(Object location annotation data)
---
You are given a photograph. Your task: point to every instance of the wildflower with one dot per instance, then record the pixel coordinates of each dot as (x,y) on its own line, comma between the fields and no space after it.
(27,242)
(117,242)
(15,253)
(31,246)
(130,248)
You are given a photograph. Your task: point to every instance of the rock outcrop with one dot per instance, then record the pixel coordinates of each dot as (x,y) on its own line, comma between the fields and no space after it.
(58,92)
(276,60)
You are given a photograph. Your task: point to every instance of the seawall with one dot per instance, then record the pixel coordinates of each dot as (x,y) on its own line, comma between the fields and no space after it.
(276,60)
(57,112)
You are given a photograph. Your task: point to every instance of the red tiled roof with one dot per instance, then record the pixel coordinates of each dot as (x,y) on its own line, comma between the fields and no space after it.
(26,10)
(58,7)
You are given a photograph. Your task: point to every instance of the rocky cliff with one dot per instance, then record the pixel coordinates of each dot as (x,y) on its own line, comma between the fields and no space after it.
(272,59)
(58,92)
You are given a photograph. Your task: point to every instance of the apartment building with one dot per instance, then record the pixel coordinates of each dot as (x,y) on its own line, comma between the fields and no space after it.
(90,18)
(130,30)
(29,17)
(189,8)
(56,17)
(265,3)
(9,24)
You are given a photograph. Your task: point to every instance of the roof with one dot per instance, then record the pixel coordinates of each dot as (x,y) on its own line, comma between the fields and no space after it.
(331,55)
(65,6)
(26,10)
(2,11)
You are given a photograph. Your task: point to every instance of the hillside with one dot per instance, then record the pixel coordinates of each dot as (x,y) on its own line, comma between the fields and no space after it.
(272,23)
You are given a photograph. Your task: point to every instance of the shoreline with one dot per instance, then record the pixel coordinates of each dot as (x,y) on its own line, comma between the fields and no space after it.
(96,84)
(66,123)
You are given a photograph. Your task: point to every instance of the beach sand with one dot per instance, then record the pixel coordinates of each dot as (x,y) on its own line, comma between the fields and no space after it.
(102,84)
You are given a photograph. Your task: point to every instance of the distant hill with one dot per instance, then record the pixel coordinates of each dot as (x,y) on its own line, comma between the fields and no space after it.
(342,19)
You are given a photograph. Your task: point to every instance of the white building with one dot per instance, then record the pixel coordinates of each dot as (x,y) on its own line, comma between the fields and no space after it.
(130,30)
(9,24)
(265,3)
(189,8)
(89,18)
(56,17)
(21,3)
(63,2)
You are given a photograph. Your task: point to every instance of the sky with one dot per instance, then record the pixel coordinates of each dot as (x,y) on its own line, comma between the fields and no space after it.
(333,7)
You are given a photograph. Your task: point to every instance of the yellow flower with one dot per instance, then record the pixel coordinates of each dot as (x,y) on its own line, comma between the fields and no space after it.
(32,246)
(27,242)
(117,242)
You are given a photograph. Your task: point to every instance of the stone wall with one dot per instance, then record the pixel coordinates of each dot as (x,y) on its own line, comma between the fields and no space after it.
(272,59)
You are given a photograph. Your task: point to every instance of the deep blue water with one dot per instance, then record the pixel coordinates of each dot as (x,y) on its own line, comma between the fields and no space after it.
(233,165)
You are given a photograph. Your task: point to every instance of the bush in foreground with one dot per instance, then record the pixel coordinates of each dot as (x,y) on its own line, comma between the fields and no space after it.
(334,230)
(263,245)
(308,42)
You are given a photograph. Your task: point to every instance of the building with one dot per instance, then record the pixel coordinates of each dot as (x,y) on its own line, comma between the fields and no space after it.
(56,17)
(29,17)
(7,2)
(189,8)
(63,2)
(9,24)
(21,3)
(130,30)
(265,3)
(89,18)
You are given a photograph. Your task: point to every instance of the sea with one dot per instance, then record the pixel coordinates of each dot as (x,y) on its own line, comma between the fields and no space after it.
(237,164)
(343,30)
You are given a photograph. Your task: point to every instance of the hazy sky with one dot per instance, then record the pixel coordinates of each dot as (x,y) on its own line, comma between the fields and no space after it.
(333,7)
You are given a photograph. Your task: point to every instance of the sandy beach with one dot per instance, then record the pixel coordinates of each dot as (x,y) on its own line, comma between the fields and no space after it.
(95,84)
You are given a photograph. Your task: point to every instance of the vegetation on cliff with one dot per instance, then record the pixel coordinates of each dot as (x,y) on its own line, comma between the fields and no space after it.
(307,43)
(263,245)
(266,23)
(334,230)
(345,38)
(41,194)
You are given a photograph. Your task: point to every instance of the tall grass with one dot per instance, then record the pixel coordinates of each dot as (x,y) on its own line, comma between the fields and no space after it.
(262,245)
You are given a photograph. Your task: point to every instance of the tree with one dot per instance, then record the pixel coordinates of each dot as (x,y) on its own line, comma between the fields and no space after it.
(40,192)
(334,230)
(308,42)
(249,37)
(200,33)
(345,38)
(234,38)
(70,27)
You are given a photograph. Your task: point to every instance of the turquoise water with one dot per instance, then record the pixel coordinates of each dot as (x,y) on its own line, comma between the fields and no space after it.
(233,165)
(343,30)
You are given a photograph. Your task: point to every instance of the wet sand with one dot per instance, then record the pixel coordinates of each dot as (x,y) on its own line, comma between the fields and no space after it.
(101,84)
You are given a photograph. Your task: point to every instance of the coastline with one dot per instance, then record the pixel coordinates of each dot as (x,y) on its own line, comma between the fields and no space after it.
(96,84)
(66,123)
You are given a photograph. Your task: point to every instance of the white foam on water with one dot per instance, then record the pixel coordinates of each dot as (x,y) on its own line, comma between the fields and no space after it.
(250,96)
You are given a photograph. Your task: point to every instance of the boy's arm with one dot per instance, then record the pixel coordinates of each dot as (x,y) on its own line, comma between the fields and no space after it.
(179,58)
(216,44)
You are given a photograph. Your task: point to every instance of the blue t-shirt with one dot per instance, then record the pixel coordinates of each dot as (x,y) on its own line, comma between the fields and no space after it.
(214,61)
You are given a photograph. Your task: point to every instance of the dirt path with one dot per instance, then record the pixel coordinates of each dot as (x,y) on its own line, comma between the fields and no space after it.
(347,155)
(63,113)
---
- EXERCISE INSTRUCTIONS -
Restate each record word for word.

- RESPONSE TO THE TASK -
You are given a photograph. Your task: point to every instance of the wildflower with one dot per instance, then record the pixel coordinates of each dot as (x,y) on its own line, comma between the fields and no space after it.
(27,242)
(117,242)
(15,253)
(31,246)
(130,248)
You are given a photograph. Your task: point to every instance of the rock outcrop with one dot per instance, then record the pixel coordinates of each dot as (x,y) on its own line, comma between the fields and no space after it.
(58,92)
(276,60)
You are given a photograph. Your task: point to every instance of the seawall with one dot per instance, then record the pixel coordinates of each dot as (x,y) on its own line, comma between the fields and no space after it.
(276,60)
(57,112)
You are given a photograph. Your task: point to every instance of the red tiled roof with one dot per instance, then record the pixel coordinates of each dot as (x,y) on its own line, comma between the fields and no space after it.
(26,10)
(58,7)
You are given a photograph. Your task: point to every instance of the rocky cliff with one dot per instance, then record the pixel coordinates of each dot as (x,y) on its own line, comma between the fields and no space after it.
(272,59)
(58,92)
You are given a photograph. Your task: point to every instance of the apartment building with one dot per instance, then record the pixel coordinates of each dot as (x,y) on its own line, comma between the fields and no space after it.
(90,18)
(130,30)
(29,17)
(189,8)
(56,17)
(265,3)
(9,24)
You are given a photograph. Your task: point to every instance of the roof with one dot per instance, then record the pixel coordinates of each dot as (x,y) on its own line, comma between the fields and no space after it.
(331,55)
(65,6)
(26,10)
(2,11)
You are given a photograph. Your task: point to every instance of the hillside with one dot per instance, then record the pixel coordinates of each dot as (x,y) on its own line, comma between the fields and no space after it.
(272,23)
You are given a photograph. Your task: point to every instance of the shoreline with one dot per instance, then record the pixel coordinates of each dot as (x,y) on its own line, comma between the fields and no space after it.
(96,84)
(66,123)
You are given a photograph. Your task: point to every instance of the beach sand with one dot per instance, then record the pixel coordinates of each dot as (x,y) on its own line, comma between the fields and no space after it.
(102,84)
You are given a photograph. Your task: point to every instance of the distant hill with one dot per instance, then record the pixel coordinates of each dot as (x,y) on its own line, comma between the fields and no space after it.
(342,19)
You are given a photograph. Your task: point to every instance of the white building with one dot per instance, then record the pixel coordinates of each dot as (x,y) on its own line, comma between the fields and no space after it.
(130,30)
(9,24)
(265,3)
(189,8)
(89,18)
(56,17)
(21,3)
(63,2)
You are given a photograph. Your task: point to every instance of the sky with one dot per instance, then record the pixel coordinates of each dot as (x,y) on its own line, comma between the fields and no space after it.
(333,7)
You are given a photograph. Your task: point to every instance of the yellow flower with one dot per instance, then record the pixel coordinates of each dot as (x,y) on its own line, comma between the fields and no space after it.
(32,246)
(27,242)
(117,242)
You are given a photograph. Your task: point to every instance of the stone wall with one dot per instance, then record the pixel coordinates of each dot as (x,y) on its own line, comma between the fields and no space after it.
(272,59)
You are given a photograph. Your task: point to every instance of the deep blue water with one dot per instance, then record the pixel coordinates of each dot as (x,y) on its own line, comma between the fields and no space after it.
(233,165)
You are given a photograph. Your task: point to every instance of the bush in foreground with one dot per instance, then record the pixel coordinates of each dot as (x,y) on its own line, comma between the fields and no space after it.
(334,230)
(263,245)
(308,42)
You are given a photograph. Your task: point to every instance of the building with one dot per instance, then record the pixel coordinates of each dot as (x,y) on its own line, comma between the fields and no space after it.
(56,17)
(29,17)
(7,2)
(189,8)
(63,2)
(9,24)
(21,3)
(130,30)
(265,3)
(89,18)
You are given a photograph. Your task: point to every instance of the sea with one dot per instance, then record the pixel coordinates of each dot as (x,y) on its own line, comma between the fields and no space after it.
(237,164)
(343,30)
You are given a photograph. Your task: point to every instance of the hazy sky with one dot per instance, then record the pixel coordinates of each dot as (x,y) on its own line, comma between the fields and no space after it.
(333,7)
You are given a photograph. Your task: point to every instance of the sandy beach with one dot per instance, then record the pixel coordinates of each dot as (x,y) on its own line, comma between the fields and no space after it.
(95,84)
You are given a photograph. Your task: point to every instance of the vegetation on cliff with one dot per instance, then record the pixel coordinates of each dot as (x,y) on its own line, comma between the fields and no space after it.
(307,43)
(263,245)
(266,23)
(334,230)
(345,38)
(41,194)
You are given a photograph. Your task: point to every instance of the tall grass with one dot per instance, then record the pixel coordinates of each dot as (x,y) on its own line, comma between the fields and no space after it.
(262,245)
You are given a photograph. Your task: point to every instance of the tree with one dot per instance, then record the pixel coordinates of each dot as (x,y) on its own line, comma between the fields and no space after it.
(40,192)
(334,230)
(308,42)
(249,37)
(200,33)
(345,38)
(234,38)
(70,27)
You are given a photograph. Your task: point to every instance of the turquoise water with one dot per instance, then record the pixel coordinates of each dot as (x,y) on its own line, comma between the fields and no space after it.
(233,165)
(343,30)
You are given a photograph. Your task: point to every instance of the wet sand with one dot per instance, then record the pixel coordinates of each dot as (x,y) on its own line, comma between the fields and no space after it.
(101,84)
You are given a photograph. Your task: point to every instance of the coastline with one dot per instance, then record the pixel coordinates of each dot as (x,y) on its own line, comma between the fields and no space after it.
(96,84)
(66,123)
You are given a photograph. Your task: point to every instance of the white foam on water with one dot per instance, then record the pixel coordinates of each dot as (x,y) on its own line, comma between the fields and no space after it.
(250,96)
You are given a photograph. Your task: point to every instance of the boy's arm with one dot per instance, then record the pixel coordinates of each dot as (x,y) on its own line, comma between the fields and no space after it.
(179,58)
(216,44)
You are given a photograph. Your task: point to every instance of the blue t-shirt with one dot per instance, then record the pixel coordinates of each dot as (x,y) on its own line, comma between the fields and no space after it.
(214,61)
You are given a photograph. Your task: point to every instance of the dirt path with one dot per instance, then record the pixel coordinates of each dot as (x,y) on its own line, comma between the fields and no space after it.
(347,155)
(63,113)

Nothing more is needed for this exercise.